- Rush Health and Swedish Covenant Health are in early stages of merger discussions, Crain’s Chicago Business reports.
- According to knowledgeable sources, Crain's reports the talks are exploratory in nature with no guarantee that a deal with occur.
- Rush, a three-hospital system that includes Rush University Medical Center in Chicago and two suburban hospitals, declined to comment on the reported merger talks. Swedish Covenant did not respond to a request for comment.
The potential merger points to the industry’s continued appetite for consolidation as hospitals adapt to lower admissions and tighter reimbursement. It also poses the risk of a further loss of competition in the greater Chicago area.
Other Chicago players have expanded their reach through various acquisitions in recent years. Last year, Advocate Health Care finalized its merger with Wisconsin-based Aurora Health, creating a mega-regional player that straddles both Illinois and Wisconsin. Northwestern Medicine now extends from Chicago all the way to more rural areas such as Sandwich, Illinois, a town 60 miles west of the city of Chicago.
Dallas-based Tenet Healthcare exited the Chicago market in July of last year with the sale of Louis A. Weiss Memorial Hospital, Westlake Hospital and West Suburban Medical Center to Pipeline Health and TWG Partners, a Chicago-based healthcare investment firm.

PROVIDED RECORDS
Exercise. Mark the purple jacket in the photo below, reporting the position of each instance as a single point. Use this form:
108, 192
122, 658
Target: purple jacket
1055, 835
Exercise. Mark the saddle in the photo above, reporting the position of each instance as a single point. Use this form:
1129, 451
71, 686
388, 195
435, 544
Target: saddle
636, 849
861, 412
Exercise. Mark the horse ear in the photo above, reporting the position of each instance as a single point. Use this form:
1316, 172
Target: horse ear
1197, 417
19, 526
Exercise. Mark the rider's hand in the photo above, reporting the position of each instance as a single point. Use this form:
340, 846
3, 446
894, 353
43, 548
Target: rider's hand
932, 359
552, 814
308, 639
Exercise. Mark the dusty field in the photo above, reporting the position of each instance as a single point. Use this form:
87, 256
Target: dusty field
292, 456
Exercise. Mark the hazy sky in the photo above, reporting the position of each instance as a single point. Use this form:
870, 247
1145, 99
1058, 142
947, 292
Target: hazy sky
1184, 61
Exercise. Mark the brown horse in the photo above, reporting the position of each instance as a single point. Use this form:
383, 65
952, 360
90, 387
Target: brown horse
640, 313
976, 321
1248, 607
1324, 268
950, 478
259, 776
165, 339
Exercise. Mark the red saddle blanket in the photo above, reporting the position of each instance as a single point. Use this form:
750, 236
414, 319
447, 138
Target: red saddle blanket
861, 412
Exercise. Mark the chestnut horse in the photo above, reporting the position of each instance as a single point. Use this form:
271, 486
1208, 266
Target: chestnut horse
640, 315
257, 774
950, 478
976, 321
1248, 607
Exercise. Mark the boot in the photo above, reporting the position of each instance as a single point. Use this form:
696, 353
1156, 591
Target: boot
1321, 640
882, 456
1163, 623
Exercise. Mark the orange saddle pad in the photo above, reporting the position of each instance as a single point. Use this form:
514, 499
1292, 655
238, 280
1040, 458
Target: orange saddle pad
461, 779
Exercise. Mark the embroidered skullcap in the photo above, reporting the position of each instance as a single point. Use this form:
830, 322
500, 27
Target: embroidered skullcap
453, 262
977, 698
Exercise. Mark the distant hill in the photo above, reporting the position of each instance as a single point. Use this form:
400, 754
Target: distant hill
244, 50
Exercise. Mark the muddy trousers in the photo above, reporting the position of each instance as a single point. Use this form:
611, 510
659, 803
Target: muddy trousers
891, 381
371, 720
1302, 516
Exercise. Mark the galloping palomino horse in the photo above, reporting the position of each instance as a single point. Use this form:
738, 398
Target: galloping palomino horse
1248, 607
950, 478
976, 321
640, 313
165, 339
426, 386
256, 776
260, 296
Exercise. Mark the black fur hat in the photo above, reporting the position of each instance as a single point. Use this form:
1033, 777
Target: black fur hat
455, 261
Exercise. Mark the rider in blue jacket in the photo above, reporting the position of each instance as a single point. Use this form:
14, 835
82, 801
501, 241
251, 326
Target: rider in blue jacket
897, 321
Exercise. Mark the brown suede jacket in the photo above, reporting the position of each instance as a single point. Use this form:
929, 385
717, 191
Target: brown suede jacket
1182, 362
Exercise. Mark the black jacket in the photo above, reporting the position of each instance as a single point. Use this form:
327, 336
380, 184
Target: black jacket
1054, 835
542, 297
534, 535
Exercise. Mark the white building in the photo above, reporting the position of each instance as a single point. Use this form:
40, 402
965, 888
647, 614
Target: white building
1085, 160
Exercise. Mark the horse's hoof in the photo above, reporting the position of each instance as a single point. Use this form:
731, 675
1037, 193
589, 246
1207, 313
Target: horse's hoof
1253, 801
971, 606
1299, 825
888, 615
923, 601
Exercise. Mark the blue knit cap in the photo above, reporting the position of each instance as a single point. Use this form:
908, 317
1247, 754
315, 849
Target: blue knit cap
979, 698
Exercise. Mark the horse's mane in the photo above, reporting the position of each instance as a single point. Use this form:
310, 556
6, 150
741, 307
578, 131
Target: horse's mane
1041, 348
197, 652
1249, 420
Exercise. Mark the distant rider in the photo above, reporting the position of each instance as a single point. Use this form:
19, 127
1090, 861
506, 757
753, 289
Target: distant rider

EXERCISE DESCRIPTION
Summarize the article on the possible merger of Rush Health and Swedish Covenant Health in two sentences.

PROBLEM SOLUTION
Rush Health and Swedish Covenant Health are reportedly in early, exploratory merger discussions with no guarantee of a deal, and neither system has commented on the reports. The potential merger reflects the hospital industry's continued appetite for consolidation amid lower admissions and tighter reimbursement, and it risks further reducing competition in the greater Chicago area, where other systems such as Advocate Health Care and Northwestern Medicine have already expanded through acquisitions.